==== Dataset records

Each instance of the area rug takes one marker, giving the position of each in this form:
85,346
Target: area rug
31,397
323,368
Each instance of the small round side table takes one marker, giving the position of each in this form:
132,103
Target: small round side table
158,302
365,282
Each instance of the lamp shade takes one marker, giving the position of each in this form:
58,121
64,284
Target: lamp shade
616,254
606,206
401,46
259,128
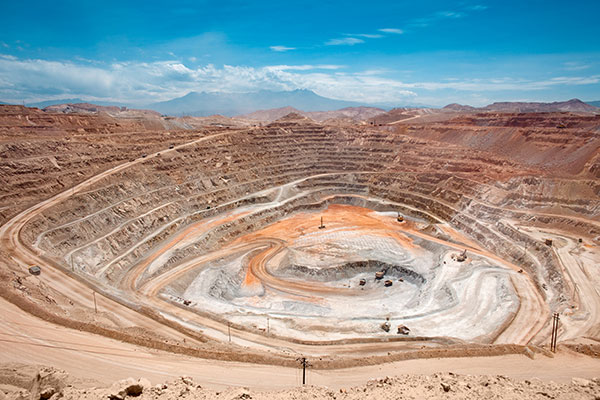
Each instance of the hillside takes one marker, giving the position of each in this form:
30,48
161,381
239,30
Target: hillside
230,104
351,113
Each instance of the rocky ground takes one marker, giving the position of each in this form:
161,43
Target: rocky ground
30,382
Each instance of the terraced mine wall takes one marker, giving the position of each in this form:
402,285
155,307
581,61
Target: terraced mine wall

========

All that is needed is the span from the line with "Target: lamp shade" through the last line of the material above, reproduced exactly and free of pictures.

• [Expected output]:
Target: lamp shade
616,254
606,206
401,46
259,128
Each instance of the hillside takes one marker, giving the position of each in this form:
30,48
161,381
239,30
Target: hillside
230,104
351,113
Each instance of the rocky ground takes one marker, giving the position of each in this form:
161,43
Target: rocky ground
30,382
Each instance of the terraced mine wall takes one marker, giving the position of each in this form:
402,285
155,307
581,61
Target: terraced mine wall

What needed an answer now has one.